**PROMPT:** Find the line holding "spot the woman in white coat." in the entries below. Give it again exactly, along with every line after it up to and including the line holding "spot the beige coat.".

**DATA EXTRACT:**
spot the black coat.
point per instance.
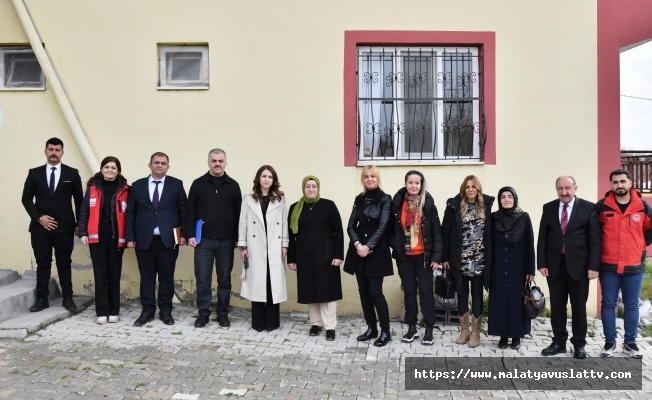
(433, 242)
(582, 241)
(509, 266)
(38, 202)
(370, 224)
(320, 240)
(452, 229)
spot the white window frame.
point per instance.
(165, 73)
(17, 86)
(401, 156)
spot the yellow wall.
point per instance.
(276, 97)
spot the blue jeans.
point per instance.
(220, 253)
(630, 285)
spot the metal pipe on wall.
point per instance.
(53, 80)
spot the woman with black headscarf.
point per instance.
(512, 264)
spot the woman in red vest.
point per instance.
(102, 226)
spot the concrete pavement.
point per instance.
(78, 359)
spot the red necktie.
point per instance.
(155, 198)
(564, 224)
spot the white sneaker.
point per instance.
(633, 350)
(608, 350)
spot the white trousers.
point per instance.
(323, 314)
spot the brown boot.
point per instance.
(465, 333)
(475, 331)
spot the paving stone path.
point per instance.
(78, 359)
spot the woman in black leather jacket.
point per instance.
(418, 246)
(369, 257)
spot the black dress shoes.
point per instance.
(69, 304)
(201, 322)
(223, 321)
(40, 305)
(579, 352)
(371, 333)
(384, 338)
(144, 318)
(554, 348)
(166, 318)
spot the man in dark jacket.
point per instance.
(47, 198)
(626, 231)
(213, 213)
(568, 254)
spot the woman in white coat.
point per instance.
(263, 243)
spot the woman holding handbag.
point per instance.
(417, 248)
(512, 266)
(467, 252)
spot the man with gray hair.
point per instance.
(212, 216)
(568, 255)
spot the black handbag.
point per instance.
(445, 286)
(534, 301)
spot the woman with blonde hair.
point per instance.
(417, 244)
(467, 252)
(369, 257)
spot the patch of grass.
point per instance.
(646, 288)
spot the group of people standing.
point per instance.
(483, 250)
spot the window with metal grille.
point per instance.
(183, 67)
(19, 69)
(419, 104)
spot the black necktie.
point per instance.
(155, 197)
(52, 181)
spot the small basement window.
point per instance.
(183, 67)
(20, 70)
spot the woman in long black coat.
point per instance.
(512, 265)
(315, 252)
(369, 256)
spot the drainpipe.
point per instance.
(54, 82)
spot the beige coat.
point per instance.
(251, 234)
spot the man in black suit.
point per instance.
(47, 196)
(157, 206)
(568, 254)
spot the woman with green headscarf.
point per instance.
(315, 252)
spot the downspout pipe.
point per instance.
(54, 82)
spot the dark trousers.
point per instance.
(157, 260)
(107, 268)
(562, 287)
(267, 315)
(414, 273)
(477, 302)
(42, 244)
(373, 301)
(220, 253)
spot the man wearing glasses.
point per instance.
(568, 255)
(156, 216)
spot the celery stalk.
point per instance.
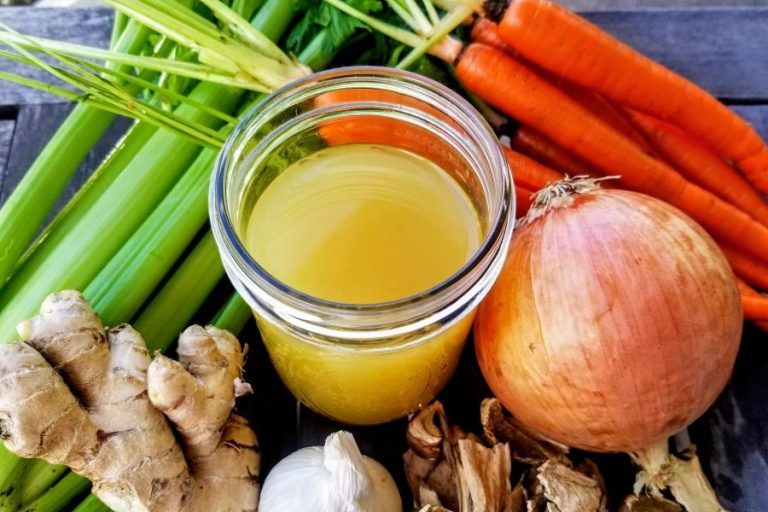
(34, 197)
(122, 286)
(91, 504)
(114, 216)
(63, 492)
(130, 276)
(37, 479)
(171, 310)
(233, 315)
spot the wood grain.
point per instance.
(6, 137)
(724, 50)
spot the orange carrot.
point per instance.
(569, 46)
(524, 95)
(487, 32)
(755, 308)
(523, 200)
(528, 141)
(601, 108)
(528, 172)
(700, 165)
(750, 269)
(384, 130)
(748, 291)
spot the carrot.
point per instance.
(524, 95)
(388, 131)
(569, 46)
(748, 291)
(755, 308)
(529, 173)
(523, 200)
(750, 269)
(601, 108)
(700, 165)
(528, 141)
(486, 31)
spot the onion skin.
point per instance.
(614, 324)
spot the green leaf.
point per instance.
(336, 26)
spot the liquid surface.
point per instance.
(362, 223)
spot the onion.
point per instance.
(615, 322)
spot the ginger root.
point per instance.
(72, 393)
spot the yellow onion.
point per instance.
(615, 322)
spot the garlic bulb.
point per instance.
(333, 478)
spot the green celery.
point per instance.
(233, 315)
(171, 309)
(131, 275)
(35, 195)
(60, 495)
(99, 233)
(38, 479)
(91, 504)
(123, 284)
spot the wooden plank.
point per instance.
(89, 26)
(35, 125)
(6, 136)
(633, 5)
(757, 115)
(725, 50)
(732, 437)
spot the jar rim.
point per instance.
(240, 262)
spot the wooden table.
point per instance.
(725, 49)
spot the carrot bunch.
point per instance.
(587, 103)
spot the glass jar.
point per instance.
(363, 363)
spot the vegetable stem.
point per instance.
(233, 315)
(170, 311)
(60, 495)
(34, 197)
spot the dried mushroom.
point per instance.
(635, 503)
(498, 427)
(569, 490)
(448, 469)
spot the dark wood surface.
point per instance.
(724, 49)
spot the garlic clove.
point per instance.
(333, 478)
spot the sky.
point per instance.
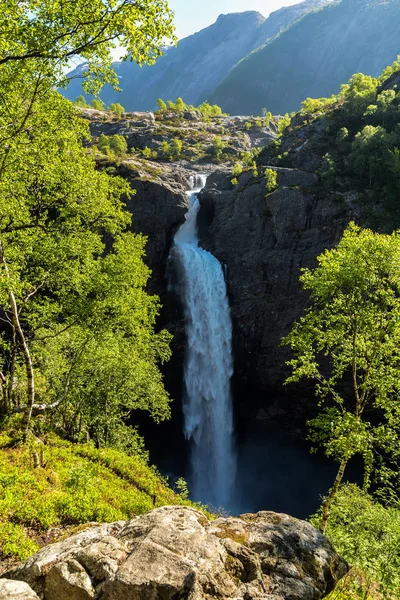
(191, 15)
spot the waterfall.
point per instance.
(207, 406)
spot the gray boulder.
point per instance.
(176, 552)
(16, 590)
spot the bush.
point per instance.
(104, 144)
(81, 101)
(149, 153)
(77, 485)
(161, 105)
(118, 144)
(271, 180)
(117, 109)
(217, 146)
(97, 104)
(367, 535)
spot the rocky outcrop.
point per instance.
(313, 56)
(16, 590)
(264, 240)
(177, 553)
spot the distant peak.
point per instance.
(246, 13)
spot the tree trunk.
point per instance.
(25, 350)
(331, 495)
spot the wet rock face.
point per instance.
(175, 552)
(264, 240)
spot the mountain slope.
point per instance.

**RESPONSE FOR THIS EXERCISE:**
spot the woman in white coat.
point per instance.
(263, 243)
spot the woman holding handbag.
point per instance.
(417, 248)
(512, 266)
(467, 252)
spot the man with gray hair.
point per instance.
(212, 216)
(568, 255)
spot the black handbag.
point per instance.
(445, 286)
(534, 301)
spot the woman with blonde hair.
point per instance.
(417, 244)
(467, 252)
(369, 257)
spot the patch of grass.
point per instance.
(646, 288)
spot the group of people standing.
point per instance.
(483, 250)
spot the window with metal grille.
point per instance.
(183, 67)
(19, 69)
(419, 104)
spot the black necktie.
point per instance.
(155, 197)
(52, 181)
spot the small basement window.
point per instance.
(183, 67)
(20, 70)
spot the woman in long black coat.
point per instance.
(512, 265)
(315, 252)
(369, 256)
spot the drainpipe.
point per instance.
(54, 82)
spot the beige coat.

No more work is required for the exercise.